Required task 1 ->
Reproduce the passage from the Romans 7 article word for word, starting at "It’s not really" and ending at "into the history.".

Passage ->
§ §

Who Is the Man in Romans 7? | Part 1

The man in Romans 7 says, "I was alive apart from the law once, but when the commandment came, sin revived, and I died" (verse 9). Picture credit: Monk Contemplating a Skull, Thomas Couture, Oil on Canvas, c. 1875
Who was once alive apart from the law, died when the commandment came, and was delivered by Jesus Christ?

Peter Ditzel

Who is the man in Romans 7? This is a continuing controversy among Christians and a question I am often asked. Usually, I’m asked whether I think the man is Paul before or after his conversion. I find it impossible to directly or quickly answer because it is the wrong question. But who is this man whom Paul refers to as “I,” and who seems to believe the Gospel while, at the same time, he struggles with the law and sin?

The only way to properly understand the answer to this question is to understand Paul’s purpose in writing Romans, the historical context of Paul’s letter to the Romans, and the textual context of Romans 7. I hope you’ll find this study as interesting as I do. I also hope you’ll see how relevant the lesson we will learn is to our spiritual lives today. For, while the man of Romans 7 is quite historical, his “ghost” still haunts us.

Purpose of Paul’s Letter to the Romans

It’s not really possible to separate Paul’s purpose for writing Romans from understanding the historical context, but I’ll make a few, brief comments before going into the history.

I think it would be hard to argue against the position that one of Paul’s primary purposes in writing his letter to the Roman believers was to clarify their understanding of the Gospel. He wanted to establish that salvation is God’s gracious gift to those who believe on His Son as their Savior. By doing this, he is removing the possibility that any aspect of our salvation is the result of law-keeping or works of any kind.

§ §

Supplied entries ->
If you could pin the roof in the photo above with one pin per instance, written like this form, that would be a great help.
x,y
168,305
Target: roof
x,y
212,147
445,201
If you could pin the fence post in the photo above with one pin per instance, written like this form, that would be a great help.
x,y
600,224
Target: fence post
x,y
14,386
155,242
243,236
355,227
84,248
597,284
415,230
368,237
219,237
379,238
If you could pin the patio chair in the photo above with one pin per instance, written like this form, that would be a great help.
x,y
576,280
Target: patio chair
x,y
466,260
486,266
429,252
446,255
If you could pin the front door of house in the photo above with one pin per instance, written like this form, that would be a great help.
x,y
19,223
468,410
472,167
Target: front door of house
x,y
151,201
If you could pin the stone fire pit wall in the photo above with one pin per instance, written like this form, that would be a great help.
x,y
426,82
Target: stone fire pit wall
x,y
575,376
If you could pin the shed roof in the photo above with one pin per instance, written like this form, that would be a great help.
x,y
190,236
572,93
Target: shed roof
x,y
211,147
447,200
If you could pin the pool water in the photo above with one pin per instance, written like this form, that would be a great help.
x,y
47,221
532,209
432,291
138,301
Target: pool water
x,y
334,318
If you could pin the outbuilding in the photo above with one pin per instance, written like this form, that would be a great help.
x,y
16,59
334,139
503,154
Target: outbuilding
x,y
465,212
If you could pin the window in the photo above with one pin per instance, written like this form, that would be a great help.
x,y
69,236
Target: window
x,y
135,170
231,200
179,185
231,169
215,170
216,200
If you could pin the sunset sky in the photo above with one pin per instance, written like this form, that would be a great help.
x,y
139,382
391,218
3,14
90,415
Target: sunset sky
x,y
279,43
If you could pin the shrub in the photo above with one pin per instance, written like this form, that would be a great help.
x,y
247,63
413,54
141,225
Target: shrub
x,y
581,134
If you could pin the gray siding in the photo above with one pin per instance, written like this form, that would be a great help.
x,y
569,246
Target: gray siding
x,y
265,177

§ §

Required task 2 ->
Transcribe the entries exactly, starting at the line that contains "If you could pin the stone" and ending at the final line of the entries.

Correct response 1 ->
It’s not really possible to separate Paul’s purpose for writing Romans from understanding the historical context, but I’ll make a few, brief comments before going into the history.

Correct response 2 ->
If you could pin the stone fire pit wall in the photo above with one pin per instance, written like this form, that would be a great help.
x,y
426,82
Target: stone fire pit wall
x,y
575,376
If you could pin the shed roof in the photo above with one pin per instance, written like this form, that would be a great help.
x,y
190,236
572,93
Target: shed roof
x,y
211,147
447,200
If you could pin the pool water in the photo above with one pin per instance, written like this form, that would be a great help.
x,y
47,221
532,209
432,291
138,301
Target: pool water
x,y
334,318
If you could pin the outbuilding in the photo above with one pin per instance, written like this form, that would be a great help.
x,y
16,59
334,139
503,154
Target: outbuilding
x,y
465,212
If you could pin the window in the photo above with one pin per instance, written like this form, that would be a great help.
x,y
69,236
Target: window
x,y
135,170
231,200
179,185
231,169
215,170
216,200
If you could pin the sunset sky in the photo above with one pin per instance, written like this form, that would be a great help.
x,y
139,382
391,218
3,14
90,415
Target: sunset sky
x,y
279,43
If you could pin the shrub in the photo above with one pin per instance, written like this form, that would be a great help.
x,y
247,63
413,54
141,225
Target: shrub
x,y
581,134
If you could pin the gray siding in the photo above with one pin per instance, written like this form, that would be a great help.
x,y
569,246
Target: gray siding
x,y
265,177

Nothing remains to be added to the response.